• [OBJETIVO 1] Según el texto sobre la Secretaría de Estado, ¿en qué año comenzó Carlos IV su reinado?

───── PASAJE DE ORIGEN

Desde el establecimiento de la «Nueva planta de las Secretarías del Despacho», como reza el citado real decreto de 1714, la de Estado fue considerada la primera de las secretarías. Esta preeminencia se fue consolidando a lo largo de la centuria y sus competencias se fueron incrementando, sobre todo a su paso por ella del conde de Floridablanca, de modo que en 1788, al comenzar Carlos IV su reinado, además de todo lo relativo a los asuntos exteriores, entendía en un sinnúmero de negocios internos de extraordinaria importancia, como el gobierno de los reales sitios y las cuestiones relativas a los nacimientos y muertes de las personas de la familia del rey, lo concerniente a la grandeza de España y a las órdenes militares, casi todo lo relacionado con la enseñanza y la política cultural y científica, sanidad y centros de beneficencia, bienes mostrencos y vacantes, correos y carreteras, policía de Madrid e incluso algunos aspectos relativos a la Inquisición.

──────────

• [OBJETIVO 2] Localiza en los registros cada línea que contenga la palabra "tree" y cópiala. Se distingue entre mayúsculas y minúsculas.

───── EXTRACTO DE DATOS

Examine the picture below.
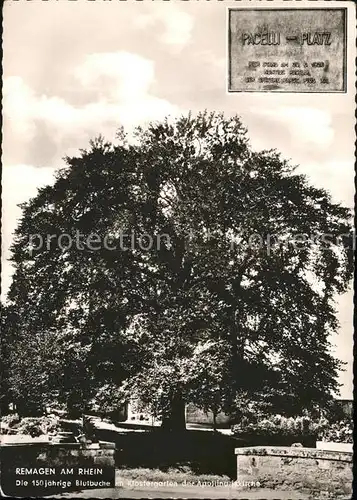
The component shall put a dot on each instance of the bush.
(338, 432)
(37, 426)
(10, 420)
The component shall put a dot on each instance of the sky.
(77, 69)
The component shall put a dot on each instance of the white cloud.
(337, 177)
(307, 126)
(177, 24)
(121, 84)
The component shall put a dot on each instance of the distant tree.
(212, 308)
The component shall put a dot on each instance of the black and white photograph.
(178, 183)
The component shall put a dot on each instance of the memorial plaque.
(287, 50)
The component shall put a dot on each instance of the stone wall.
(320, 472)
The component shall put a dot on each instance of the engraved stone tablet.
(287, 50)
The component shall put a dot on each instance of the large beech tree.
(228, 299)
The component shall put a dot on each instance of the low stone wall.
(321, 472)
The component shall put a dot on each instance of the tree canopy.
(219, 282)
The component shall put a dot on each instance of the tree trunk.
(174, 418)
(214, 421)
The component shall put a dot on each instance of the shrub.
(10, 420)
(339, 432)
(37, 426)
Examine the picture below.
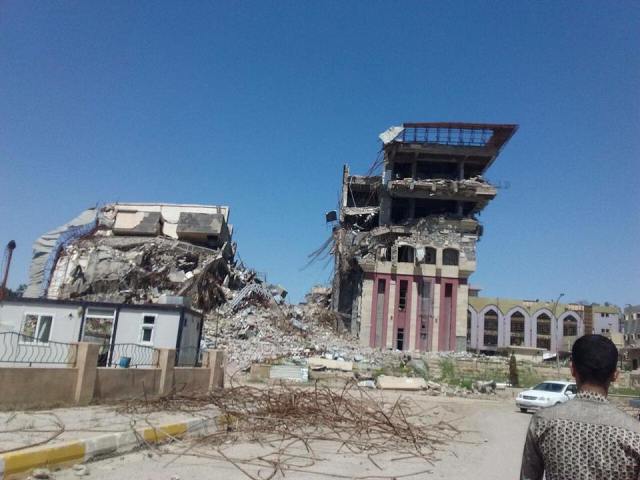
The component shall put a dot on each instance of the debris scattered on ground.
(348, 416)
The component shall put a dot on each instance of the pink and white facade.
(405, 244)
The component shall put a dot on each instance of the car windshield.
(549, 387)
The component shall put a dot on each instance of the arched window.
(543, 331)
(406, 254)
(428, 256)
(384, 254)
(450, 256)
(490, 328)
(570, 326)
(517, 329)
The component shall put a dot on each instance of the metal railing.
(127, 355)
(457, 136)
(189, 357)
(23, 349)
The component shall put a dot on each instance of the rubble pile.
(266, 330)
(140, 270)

──────────
───── EXTRACTO DE DATOS

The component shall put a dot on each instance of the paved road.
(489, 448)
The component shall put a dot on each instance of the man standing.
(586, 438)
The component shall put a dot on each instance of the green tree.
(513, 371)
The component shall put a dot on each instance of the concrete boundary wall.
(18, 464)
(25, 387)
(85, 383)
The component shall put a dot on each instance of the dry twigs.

──────────

• [RESPUESTA COMPLETA 1] En 1788.

• [RESPUESTA COMPLETA 2]
The component shall put a dot on each instance of the distant tree.
The component shall put a dot on each instance of the large beech tree.
The component shall put a dot on each instance of the tree canopy.
The component shall put a dot on each instance of the tree trunk.
The component shall put a dot on each instance of the green tree.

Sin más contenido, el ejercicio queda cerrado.